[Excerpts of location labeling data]
==========
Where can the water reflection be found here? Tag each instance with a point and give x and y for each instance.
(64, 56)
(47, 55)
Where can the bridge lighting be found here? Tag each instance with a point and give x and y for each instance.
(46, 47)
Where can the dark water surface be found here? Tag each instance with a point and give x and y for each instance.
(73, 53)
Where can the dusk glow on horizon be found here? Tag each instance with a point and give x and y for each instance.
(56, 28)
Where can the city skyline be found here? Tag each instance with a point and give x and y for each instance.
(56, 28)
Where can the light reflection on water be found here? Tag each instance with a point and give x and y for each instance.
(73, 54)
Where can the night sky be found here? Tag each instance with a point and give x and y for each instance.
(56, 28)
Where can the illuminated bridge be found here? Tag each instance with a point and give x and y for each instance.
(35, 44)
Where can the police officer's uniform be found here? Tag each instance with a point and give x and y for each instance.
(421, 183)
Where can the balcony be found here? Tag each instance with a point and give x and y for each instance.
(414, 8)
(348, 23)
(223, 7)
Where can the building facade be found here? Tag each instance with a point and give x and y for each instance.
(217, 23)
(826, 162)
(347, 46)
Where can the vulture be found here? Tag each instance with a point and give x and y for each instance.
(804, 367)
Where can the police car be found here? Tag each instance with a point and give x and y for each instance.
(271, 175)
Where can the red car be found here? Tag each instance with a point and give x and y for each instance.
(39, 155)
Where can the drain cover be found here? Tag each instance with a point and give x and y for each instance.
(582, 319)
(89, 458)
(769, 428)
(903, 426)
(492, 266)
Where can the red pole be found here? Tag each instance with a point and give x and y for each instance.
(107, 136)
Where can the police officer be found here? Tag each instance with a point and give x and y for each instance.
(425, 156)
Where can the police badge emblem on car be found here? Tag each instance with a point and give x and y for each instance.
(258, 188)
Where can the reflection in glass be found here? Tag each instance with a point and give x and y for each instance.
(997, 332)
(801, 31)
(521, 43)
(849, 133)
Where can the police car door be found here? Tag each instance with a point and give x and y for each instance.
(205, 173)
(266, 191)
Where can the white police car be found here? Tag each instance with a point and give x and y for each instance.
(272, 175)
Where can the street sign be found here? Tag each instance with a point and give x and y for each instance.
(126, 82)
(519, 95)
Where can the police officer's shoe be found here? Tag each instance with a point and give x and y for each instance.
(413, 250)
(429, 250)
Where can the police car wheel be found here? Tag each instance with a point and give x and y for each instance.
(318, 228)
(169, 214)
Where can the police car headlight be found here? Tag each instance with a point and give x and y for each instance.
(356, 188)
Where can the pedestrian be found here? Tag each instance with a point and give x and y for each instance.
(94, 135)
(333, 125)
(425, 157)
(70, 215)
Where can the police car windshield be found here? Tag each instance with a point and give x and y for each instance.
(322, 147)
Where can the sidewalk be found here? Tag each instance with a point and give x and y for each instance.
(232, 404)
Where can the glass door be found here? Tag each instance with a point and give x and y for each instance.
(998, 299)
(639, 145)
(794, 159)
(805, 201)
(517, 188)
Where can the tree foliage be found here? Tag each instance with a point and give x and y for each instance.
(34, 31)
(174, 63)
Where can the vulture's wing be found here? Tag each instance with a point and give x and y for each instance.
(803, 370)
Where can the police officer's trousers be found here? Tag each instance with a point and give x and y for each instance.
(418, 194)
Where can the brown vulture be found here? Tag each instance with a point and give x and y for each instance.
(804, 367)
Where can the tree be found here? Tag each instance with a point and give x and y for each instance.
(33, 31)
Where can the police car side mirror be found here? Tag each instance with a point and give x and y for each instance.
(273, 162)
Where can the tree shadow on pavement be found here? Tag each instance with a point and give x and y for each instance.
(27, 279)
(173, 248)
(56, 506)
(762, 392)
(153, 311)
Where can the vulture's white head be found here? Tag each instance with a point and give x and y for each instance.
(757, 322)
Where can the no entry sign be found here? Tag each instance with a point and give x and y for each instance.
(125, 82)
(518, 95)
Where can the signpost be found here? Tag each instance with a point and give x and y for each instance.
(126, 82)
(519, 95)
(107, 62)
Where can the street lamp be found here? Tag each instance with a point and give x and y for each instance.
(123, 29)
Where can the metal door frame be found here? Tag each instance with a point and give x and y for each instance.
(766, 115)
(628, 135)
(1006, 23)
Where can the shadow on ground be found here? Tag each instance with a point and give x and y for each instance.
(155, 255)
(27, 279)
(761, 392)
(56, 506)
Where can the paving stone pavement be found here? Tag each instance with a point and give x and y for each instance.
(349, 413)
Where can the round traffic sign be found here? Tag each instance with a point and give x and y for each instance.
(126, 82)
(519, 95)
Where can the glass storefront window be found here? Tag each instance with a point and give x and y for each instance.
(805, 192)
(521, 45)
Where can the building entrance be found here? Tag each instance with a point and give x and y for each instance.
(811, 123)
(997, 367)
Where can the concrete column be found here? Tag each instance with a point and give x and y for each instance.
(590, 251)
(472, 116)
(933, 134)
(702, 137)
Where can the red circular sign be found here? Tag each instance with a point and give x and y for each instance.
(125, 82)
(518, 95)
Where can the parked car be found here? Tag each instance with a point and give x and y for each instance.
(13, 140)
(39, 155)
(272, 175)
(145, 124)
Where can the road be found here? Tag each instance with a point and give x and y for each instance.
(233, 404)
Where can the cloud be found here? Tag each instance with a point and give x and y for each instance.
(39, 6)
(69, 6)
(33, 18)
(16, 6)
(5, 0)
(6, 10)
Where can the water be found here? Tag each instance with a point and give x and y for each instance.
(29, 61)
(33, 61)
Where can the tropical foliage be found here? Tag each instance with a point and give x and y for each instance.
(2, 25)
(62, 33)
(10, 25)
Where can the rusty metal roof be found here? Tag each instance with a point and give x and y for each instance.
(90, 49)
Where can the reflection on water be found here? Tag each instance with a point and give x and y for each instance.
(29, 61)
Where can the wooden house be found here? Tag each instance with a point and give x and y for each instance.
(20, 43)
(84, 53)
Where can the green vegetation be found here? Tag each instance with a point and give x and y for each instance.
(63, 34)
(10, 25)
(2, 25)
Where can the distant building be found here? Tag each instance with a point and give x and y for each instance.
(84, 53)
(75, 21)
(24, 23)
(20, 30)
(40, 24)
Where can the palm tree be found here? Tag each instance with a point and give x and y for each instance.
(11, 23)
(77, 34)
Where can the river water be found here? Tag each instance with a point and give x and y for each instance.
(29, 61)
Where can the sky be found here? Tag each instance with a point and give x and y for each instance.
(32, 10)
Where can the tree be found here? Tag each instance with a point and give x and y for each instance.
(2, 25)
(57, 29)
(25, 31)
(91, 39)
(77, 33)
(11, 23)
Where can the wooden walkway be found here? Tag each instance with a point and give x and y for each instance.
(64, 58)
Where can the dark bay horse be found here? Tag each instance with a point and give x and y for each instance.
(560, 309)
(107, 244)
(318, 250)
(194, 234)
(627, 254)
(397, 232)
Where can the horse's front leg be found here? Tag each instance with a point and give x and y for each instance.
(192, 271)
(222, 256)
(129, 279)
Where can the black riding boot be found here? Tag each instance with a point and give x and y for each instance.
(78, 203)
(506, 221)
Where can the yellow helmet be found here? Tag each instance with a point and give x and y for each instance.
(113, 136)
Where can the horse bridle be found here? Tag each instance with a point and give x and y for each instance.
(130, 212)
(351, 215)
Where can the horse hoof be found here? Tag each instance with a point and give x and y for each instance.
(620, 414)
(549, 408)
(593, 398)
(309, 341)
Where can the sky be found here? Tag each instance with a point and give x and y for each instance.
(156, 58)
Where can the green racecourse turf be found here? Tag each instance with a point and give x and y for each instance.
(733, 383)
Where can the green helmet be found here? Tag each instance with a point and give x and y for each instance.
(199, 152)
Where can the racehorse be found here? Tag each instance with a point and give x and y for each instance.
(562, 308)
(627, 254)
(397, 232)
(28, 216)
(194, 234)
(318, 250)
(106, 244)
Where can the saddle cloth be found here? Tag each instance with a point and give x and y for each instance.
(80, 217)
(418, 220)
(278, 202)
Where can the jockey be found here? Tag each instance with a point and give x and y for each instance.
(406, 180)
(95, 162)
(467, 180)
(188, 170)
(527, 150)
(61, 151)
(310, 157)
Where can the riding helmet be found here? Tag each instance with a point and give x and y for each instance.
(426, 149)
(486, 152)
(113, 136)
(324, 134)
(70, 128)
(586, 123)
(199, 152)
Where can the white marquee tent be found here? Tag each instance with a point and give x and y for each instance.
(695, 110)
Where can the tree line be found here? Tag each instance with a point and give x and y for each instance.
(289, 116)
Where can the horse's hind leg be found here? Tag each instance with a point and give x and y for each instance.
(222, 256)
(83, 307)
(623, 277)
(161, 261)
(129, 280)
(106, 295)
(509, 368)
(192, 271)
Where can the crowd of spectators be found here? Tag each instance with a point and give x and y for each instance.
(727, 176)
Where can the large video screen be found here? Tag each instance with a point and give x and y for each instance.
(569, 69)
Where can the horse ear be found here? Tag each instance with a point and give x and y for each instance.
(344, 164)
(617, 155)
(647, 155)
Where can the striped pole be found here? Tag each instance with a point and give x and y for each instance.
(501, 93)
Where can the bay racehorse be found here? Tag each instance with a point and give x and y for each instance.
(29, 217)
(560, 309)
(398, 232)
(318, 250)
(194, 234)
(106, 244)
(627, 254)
==========
> [Problem statement]: In the listing above, find the line containing "Where can the horse's hind" and please quote exactly that line through the last one, and no other lines.

> [Completed exercise]:
Where can the horse's hind leg be found here? Tag each instance with a point and give x and y for each instance.
(222, 256)
(83, 307)
(623, 277)
(161, 261)
(129, 280)
(106, 295)
(509, 368)
(192, 271)
Where can the crowd of spectators be found here? Tag each instance with a point and give x and y for each instance.
(727, 176)
Where can the large video screen be found here? Tag each instance with a point and give x and y for each instance.
(569, 69)
Where can the horse ear be found here? Tag each instance with a point and give x and y for each instance.
(344, 164)
(617, 155)
(647, 155)
Where can the striped pole be found here? Tag each instance with a point and give x and y for each instance.
(501, 93)
Where can the bay racehorse be found here? Tag each instance with a point and give x and y for each instance.
(29, 217)
(560, 309)
(398, 232)
(318, 250)
(194, 234)
(106, 244)
(627, 254)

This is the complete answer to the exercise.